§ Instrucciones de la tarea
Cuenta cuántas líneas del listado de abajo contienen la palabra "pregnant", distinguiendo mayúsculas de minúsculas. Da únicamente el número.

§ Registros del conjunto de datos de señalamiento
***
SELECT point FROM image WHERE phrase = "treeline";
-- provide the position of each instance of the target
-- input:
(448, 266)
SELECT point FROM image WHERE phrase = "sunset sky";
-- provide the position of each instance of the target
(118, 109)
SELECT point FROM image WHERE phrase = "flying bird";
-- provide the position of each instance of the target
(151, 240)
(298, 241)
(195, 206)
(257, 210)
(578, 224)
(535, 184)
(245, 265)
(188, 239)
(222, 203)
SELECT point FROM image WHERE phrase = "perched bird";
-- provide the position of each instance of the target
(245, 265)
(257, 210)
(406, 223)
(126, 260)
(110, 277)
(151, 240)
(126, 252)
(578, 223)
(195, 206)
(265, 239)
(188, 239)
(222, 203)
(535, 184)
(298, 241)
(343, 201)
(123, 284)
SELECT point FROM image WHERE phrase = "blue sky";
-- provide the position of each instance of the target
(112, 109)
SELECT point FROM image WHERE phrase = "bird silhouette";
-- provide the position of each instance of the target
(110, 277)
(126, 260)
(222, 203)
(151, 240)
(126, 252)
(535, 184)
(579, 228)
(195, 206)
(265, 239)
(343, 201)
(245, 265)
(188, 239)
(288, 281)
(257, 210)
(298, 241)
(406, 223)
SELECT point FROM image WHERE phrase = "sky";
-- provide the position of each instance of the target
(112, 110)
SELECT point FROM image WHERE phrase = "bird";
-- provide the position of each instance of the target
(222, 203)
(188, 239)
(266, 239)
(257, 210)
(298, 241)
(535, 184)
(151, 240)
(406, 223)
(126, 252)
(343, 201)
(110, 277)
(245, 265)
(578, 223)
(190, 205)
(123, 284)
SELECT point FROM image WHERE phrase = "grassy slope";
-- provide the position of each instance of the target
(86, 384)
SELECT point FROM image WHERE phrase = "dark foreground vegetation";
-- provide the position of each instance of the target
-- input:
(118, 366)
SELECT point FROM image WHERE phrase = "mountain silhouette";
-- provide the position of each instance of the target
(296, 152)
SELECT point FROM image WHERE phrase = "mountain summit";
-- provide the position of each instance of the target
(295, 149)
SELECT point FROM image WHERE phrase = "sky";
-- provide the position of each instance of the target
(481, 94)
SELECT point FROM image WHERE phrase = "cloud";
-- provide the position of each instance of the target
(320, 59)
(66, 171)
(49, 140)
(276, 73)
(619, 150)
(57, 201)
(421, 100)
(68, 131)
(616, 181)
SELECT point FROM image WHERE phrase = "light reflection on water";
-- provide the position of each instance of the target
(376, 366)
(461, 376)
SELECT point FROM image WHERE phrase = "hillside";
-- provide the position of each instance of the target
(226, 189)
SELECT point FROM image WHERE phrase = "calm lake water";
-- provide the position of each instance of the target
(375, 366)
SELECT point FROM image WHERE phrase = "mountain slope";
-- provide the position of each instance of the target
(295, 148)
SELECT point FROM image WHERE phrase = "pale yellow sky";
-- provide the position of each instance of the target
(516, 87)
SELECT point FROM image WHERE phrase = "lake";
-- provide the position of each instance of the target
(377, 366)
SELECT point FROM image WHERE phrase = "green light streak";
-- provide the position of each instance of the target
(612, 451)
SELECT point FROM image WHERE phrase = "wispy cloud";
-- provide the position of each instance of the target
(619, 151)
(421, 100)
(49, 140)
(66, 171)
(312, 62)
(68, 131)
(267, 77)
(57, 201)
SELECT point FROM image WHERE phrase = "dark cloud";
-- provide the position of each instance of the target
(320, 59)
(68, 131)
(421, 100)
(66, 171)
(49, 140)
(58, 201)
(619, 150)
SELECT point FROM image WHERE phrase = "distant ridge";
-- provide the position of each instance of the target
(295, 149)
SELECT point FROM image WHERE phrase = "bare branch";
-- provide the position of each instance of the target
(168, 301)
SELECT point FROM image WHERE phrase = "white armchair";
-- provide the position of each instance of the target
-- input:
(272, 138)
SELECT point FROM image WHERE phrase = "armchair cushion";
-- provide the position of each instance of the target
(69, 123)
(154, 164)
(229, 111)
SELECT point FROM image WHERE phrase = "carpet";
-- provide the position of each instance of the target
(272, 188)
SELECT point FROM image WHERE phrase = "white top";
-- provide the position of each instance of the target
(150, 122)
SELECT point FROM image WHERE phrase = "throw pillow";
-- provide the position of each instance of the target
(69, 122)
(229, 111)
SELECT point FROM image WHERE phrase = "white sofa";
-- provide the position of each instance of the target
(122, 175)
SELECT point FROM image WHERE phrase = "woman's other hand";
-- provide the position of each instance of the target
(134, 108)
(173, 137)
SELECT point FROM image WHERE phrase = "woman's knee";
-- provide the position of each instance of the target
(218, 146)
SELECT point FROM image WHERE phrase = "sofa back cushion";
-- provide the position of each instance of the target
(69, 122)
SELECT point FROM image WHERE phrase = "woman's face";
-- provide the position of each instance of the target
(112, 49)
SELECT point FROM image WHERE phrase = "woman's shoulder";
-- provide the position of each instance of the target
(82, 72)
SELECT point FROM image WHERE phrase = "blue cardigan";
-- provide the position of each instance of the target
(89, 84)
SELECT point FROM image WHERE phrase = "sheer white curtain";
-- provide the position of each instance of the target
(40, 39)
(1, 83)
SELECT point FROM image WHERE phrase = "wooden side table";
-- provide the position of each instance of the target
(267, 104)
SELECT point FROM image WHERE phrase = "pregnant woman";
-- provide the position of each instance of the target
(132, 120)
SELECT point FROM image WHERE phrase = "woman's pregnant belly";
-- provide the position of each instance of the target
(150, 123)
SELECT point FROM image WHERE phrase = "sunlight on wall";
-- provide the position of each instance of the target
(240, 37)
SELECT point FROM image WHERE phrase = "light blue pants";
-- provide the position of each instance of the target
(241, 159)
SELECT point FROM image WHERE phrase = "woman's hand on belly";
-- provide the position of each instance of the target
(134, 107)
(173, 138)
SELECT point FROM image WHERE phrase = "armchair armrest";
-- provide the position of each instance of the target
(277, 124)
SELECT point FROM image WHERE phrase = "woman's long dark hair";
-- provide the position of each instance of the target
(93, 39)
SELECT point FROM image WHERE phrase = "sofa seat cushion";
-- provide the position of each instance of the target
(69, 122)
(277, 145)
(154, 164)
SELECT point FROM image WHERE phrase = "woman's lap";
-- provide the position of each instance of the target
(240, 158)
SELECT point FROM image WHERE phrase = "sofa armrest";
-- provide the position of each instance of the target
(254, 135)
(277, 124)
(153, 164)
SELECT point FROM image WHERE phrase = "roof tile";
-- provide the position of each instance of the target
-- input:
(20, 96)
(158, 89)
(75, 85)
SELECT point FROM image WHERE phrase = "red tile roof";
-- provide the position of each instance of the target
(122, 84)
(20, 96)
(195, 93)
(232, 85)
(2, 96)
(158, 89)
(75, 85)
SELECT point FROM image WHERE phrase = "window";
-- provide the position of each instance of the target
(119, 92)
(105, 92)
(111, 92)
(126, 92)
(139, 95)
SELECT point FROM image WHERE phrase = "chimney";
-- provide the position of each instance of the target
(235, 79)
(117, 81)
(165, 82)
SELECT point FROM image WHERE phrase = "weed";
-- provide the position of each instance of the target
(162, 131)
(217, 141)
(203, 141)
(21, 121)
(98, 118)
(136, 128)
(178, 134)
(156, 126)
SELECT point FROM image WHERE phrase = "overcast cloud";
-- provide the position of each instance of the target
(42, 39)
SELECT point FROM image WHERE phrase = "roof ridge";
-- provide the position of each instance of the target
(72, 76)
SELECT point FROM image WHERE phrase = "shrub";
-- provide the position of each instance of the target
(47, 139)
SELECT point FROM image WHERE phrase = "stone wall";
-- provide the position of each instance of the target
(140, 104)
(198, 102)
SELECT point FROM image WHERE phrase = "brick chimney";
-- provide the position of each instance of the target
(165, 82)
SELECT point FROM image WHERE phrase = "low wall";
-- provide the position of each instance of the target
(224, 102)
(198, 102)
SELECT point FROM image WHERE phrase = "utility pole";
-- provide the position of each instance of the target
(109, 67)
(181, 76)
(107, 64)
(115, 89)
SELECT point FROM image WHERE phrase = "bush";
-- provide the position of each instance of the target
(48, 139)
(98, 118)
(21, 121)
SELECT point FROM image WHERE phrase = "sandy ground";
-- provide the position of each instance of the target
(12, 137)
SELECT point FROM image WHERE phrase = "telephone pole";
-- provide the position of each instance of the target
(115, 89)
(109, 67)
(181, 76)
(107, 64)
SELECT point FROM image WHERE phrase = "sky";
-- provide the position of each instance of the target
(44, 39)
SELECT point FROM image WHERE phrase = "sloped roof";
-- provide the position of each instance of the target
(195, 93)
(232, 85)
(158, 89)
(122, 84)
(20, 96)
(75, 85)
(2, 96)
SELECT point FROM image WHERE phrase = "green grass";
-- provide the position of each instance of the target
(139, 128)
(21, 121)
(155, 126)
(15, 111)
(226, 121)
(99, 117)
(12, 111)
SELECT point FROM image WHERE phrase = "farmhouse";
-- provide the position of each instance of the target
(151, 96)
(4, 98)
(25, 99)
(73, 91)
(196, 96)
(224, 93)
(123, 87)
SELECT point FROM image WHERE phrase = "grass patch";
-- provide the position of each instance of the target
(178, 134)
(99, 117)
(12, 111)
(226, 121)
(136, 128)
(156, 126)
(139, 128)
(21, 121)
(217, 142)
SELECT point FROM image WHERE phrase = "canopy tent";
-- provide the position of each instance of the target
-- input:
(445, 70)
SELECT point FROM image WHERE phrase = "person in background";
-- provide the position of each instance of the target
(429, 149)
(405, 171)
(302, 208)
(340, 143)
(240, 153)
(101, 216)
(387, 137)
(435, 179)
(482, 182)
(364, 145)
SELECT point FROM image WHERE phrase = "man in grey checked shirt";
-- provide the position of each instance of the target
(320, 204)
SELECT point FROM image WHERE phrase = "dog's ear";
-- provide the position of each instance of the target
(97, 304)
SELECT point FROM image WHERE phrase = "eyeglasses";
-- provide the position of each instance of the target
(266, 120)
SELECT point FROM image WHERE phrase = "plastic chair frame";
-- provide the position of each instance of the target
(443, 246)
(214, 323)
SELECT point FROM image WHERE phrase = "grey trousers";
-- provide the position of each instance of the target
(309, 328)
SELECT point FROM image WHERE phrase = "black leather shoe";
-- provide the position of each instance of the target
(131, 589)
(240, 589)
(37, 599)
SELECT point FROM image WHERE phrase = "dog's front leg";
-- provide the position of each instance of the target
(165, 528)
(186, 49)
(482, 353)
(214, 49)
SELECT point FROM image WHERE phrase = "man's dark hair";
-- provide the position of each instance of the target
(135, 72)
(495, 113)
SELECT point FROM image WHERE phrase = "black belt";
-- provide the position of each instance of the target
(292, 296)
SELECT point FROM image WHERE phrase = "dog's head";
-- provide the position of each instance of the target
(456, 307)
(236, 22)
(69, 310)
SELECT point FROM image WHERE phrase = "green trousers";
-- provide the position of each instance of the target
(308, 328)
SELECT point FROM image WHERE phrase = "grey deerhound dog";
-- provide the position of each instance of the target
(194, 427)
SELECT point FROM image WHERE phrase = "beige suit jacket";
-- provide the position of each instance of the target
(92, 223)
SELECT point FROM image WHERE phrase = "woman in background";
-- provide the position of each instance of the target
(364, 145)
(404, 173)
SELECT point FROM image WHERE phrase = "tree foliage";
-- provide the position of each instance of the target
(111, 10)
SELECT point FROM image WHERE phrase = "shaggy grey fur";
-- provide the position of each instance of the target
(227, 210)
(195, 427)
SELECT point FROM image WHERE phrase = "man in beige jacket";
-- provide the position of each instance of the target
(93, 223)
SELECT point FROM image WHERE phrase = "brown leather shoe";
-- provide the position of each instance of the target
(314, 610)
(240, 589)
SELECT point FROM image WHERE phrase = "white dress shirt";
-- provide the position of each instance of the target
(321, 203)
***
§ Resultado de la tarea
2